++++ AVAILABLE DATA

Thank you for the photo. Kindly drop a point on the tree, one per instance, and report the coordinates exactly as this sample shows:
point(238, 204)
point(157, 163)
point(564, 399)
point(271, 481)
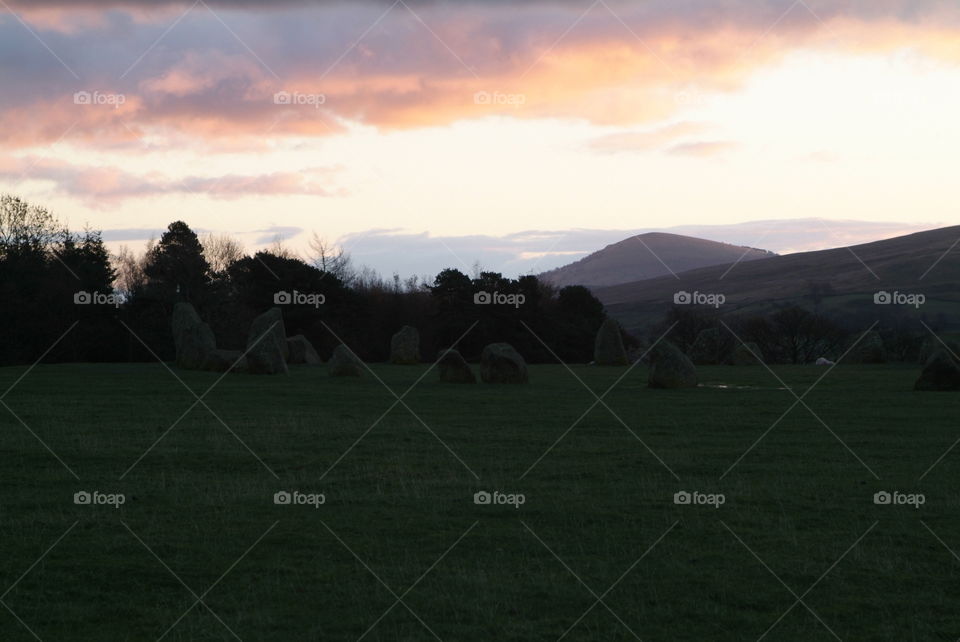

++++++++

### PROBLEM TO WORK ON
For this task, give again exactly the lines from the line with "point(238, 204)" through the end of the entries, including both ends, and omit the pictures.

### SOLUTION TO THIS TASK
point(238, 204)
point(157, 163)
point(564, 399)
point(271, 481)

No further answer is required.